---------- THE INPUT
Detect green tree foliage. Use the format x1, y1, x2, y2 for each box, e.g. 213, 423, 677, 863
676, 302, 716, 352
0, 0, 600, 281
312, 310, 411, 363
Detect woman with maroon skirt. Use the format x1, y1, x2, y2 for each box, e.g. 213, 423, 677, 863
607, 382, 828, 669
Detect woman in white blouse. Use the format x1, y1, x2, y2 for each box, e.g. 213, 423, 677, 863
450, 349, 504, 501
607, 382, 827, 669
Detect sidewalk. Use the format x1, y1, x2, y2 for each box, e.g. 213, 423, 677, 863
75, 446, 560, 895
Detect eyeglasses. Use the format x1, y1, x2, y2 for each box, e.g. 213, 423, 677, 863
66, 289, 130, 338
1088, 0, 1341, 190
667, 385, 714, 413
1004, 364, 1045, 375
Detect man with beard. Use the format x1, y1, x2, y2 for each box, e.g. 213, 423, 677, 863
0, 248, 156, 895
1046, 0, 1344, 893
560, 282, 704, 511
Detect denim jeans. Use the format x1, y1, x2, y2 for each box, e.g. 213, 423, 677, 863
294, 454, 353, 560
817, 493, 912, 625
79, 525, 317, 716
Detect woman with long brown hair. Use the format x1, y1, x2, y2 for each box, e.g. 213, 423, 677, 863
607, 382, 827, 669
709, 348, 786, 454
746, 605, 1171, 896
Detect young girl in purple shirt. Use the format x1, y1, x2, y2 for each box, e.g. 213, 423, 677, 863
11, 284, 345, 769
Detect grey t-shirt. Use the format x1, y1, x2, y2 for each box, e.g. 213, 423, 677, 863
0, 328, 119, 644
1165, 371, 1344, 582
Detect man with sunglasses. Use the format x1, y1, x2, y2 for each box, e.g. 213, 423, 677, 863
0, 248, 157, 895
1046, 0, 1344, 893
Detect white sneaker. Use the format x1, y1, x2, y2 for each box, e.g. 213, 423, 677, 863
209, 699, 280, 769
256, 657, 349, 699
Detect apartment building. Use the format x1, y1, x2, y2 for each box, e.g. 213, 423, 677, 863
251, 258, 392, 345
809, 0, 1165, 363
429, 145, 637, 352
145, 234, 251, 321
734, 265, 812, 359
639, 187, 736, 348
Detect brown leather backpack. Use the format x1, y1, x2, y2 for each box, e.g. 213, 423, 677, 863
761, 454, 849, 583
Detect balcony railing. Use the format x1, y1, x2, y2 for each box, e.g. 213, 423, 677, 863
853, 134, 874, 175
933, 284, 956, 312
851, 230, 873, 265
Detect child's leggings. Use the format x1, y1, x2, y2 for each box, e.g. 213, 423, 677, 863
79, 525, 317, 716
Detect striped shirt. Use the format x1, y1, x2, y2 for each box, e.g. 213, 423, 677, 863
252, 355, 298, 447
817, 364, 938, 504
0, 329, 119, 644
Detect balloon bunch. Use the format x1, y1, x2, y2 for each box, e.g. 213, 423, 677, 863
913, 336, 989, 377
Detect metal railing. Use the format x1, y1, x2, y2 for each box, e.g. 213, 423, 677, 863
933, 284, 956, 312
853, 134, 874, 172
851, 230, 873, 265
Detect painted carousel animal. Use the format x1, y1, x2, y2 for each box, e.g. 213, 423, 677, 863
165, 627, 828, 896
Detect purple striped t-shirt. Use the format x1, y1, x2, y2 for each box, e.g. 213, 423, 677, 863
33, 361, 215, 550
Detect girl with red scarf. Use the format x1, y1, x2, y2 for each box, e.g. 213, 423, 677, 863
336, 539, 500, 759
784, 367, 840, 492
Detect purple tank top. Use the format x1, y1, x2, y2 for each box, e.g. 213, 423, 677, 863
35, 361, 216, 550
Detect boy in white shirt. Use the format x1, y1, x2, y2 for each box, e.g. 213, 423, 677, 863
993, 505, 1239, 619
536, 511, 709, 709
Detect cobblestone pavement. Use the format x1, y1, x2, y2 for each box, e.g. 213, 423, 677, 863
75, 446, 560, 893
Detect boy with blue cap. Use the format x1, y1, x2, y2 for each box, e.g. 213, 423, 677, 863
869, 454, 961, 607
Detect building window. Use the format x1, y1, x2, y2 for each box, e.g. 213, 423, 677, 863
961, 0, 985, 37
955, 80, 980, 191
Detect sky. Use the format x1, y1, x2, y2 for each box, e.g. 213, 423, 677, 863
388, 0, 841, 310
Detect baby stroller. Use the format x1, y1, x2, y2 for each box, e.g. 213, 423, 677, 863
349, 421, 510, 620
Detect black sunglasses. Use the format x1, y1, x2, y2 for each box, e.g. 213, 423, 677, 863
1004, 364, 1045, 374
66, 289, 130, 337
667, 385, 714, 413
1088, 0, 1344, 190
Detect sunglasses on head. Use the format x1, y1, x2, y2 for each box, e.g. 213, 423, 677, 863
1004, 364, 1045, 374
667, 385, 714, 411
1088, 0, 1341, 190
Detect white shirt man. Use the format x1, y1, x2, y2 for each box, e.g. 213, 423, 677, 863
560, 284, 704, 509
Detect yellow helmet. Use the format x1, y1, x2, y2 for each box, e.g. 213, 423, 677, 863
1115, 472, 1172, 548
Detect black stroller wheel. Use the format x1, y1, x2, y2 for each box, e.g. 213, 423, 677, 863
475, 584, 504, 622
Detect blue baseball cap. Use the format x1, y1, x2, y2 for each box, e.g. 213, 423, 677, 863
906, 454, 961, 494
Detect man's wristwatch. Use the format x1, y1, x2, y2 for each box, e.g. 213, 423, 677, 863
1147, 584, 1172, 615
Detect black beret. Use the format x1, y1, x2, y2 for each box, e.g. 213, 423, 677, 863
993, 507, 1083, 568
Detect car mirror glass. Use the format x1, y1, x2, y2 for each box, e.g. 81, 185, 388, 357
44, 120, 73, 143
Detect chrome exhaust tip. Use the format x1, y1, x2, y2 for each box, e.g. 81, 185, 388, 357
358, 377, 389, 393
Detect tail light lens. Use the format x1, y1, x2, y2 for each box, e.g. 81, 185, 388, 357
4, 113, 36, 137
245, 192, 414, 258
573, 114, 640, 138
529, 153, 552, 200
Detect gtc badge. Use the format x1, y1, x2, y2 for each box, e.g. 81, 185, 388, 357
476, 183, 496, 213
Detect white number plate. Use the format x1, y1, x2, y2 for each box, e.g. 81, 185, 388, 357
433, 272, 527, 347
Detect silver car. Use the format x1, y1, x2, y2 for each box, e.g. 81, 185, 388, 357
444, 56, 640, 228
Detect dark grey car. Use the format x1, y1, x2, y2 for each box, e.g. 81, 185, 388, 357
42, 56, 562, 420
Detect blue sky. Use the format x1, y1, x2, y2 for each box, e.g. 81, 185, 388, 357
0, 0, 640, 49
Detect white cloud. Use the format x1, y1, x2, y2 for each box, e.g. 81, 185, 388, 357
--------------------
> DESCRIPTION OF THE TASK
Take the listing above and write it out again exactly.

> REPLY
Detect green tree foliage. Use the format x1, y1, x2, y2 for each box, e.g. 213, 423, 677, 863
676, 302, 716, 352
0, 0, 600, 281
312, 310, 411, 363
Detect woman with maroon skirt. Use the format x1, y1, x2, y2 for each box, e.g. 213, 423, 677, 863
607, 382, 828, 669
Detect woman in white blouse. Use the format x1, y1, x2, y2 for each box, e.g. 213, 423, 677, 863
450, 349, 504, 501
607, 382, 827, 669
Detect sidewalk. Use the format x1, y1, x2, y2 for each box, e.g. 213, 423, 677, 863
75, 446, 560, 895
Detect eyeglasses. Use the format x1, y1, x2, y2 for each box, e.g. 213, 423, 677, 863
66, 289, 130, 338
1088, 0, 1341, 190
667, 385, 714, 413
1004, 364, 1045, 375
Detect man with beard. Use the format x1, y1, x2, y2 for each box, e.g. 213, 423, 677, 863
0, 248, 156, 895
1046, 0, 1344, 893
560, 282, 704, 511
Detect denim jeans. Use the format x1, y1, x2, y2 for each box, e.g. 213, 423, 677, 863
294, 454, 353, 560
817, 493, 912, 625
79, 525, 317, 716
Detect woman with long brown hair. Use the format x1, y1, x2, y2 for each box, e.g. 213, 423, 677, 863
607, 382, 827, 669
709, 348, 786, 454
746, 605, 1171, 896
Detect young girl in purple shirt. Use the format x1, y1, x2, y2 for each box, e.g. 213, 423, 677, 863
11, 284, 345, 769
Detect grey t-shirt. Use the format x1, y1, x2, y2 for each box, e.g. 213, 423, 677, 863
0, 328, 119, 644
1165, 371, 1344, 582
Detect man with sunglasses. Use the format x1, y1, x2, y2 for each box, e.g. 213, 423, 677, 863
0, 248, 157, 895
1046, 0, 1344, 893
Detect white sneaker. Use the format x1, y1, x2, y2 for each box, e.g. 213, 423, 677, 863
209, 699, 280, 769
256, 657, 349, 699
Detect apartment building. Use the format x1, y1, x2, y2 for each box, e.g. 213, 423, 677, 863
251, 258, 392, 345
809, 0, 1165, 363
429, 145, 637, 352
145, 234, 251, 321
734, 265, 812, 359
639, 187, 736, 348
Detect brown leather backpack. Use the format x1, y1, x2, y2 for each box, e.g. 213, 423, 677, 863
761, 454, 849, 583
Detect balcony railing. Use the format x1, y1, x2, y2 for each box, e.g. 213, 423, 677, 863
853, 134, 874, 175
933, 284, 956, 312
851, 230, 873, 265
Detect child's leggings. Use the format x1, y1, x2, y2 for each box, e.g. 213, 423, 677, 863
79, 525, 317, 716
Detect striped shirt. Use the format x1, y1, x2, y2 for each box, e.g. 213, 423, 677, 863
252, 355, 298, 447
817, 364, 938, 504
0, 329, 119, 644
Detect balloon bunch. Use the format x1, y1, x2, y2 for each box, e.g. 213, 423, 677, 863
913, 336, 989, 377
Detect metal railing. Use the format x1, y1, x2, y2 for each box, e.g. 213, 423, 677, 863
933, 284, 956, 312
853, 134, 874, 172
851, 230, 873, 265
Detect painted carousel animal. Use the format x1, y1, x2, y2 for each box, e.g. 213, 423, 677, 863
165, 627, 828, 896
Detect purple striped t-shirt. Use the format x1, y1, x2, y2 for each box, e.g. 213, 423, 677, 863
33, 361, 215, 550
Detect girl with red scarf. Use the format x1, y1, x2, y2 for each box, e.g. 213, 423, 677, 863
336, 539, 500, 759
784, 367, 840, 492
Detect purple tank top. Use the format x1, y1, x2, y2 for each box, e.g. 213, 423, 677, 863
35, 361, 216, 550
Detect boy in white shirt. Use the format x1, y1, x2, y2 for each box, e.g. 213, 423, 677, 863
993, 505, 1239, 619
536, 511, 709, 709
Detect cobblestone pavement. Use the format x1, y1, x2, y2 for each box, e.g. 213, 423, 677, 863
75, 446, 560, 893
Detect boy with blue cap. Use the format x1, y1, x2, y2 for each box, e.g. 213, 423, 677, 863
869, 454, 961, 607
Detect building window. Use the format x1, y1, x2, y2 for each box, e.g. 213, 423, 677, 863
961, 0, 985, 37
955, 80, 980, 191
Detect sky. Use the format x1, y1, x2, y2 for each box, e.g. 213, 423, 677, 863
388, 0, 841, 310
Detect baby stroller. Use the format x1, y1, x2, y2 for each box, e.g. 213, 423, 677, 863
349, 421, 510, 620
Detect black sunglasses. Use the format x1, y1, x2, y2 for each box, e.g. 213, 423, 677, 863
1004, 364, 1045, 374
66, 289, 130, 337
667, 385, 714, 413
1088, 0, 1344, 190
Detect sunglasses on head. Use the format x1, y1, x2, y2 for each box, e.g. 213, 423, 677, 863
1004, 364, 1045, 374
667, 385, 714, 411
1088, 0, 1341, 190
Detect white shirt man. Use the format x1, y1, x2, y2 for each box, e.g. 213, 423, 677, 863
560, 284, 704, 509
Detect yellow helmet. Use the format x1, y1, x2, y2 for each box, e.g. 213, 423, 677, 863
1115, 472, 1172, 548
Detect black stroller wheel. Use the format x1, y1, x2, y2 for each box, e.g. 213, 423, 677, 863
475, 584, 504, 622
Detect blue baseball cap. Use the format x1, y1, x2, y2 for each box, e.g. 213, 423, 677, 863
906, 454, 961, 494
Detect man's wristwatch. Use the format x1, y1, x2, y2 for each box, e.g. 213, 423, 677, 863
1147, 584, 1172, 615
Detect black beret. Use the format x1, y1, x2, y2 for each box, e.g. 213, 423, 677, 863
993, 507, 1083, 568
Detect car mirror glass. Use the format x1, y1, x2, y2 for each box, e.g. 81, 185, 388, 357
44, 120, 73, 143
Detect chrome exhaust tip. Use the format x1, y1, x2, y2 for each box, e.g. 81, 185, 388, 357
358, 377, 389, 393
Detect tail light lens. Use the format x1, y1, x2, y2 for each box, e.g. 81, 185, 388, 357
4, 113, 36, 137
245, 192, 414, 258
573, 114, 640, 138
529, 153, 552, 200
Detect gtc badge. Use the format x1, y1, x2, y2 for each box, e.g. 81, 185, 388, 357
476, 183, 496, 213
Detect white number plate. Use the format x1, y1, x2, y2 for each box, e.g. 81, 185, 388, 357
433, 272, 527, 347
Detect silver car. Use the format x1, y1, x2, y2 for each box, e.g. 81, 185, 388, 357
444, 56, 640, 228
Detect dark grey car. Use the format x1, y1, x2, y2 for each box, e.g. 81, 185, 388, 357
42, 56, 562, 420
Detect blue sky. Use the format x1, y1, x2, y2 for each box, e.g. 81, 185, 388, 357
0, 0, 640, 49
Detect white cloud. Use the format x1, y1, x2, y2 for each box, e.g. 81, 185, 388, 357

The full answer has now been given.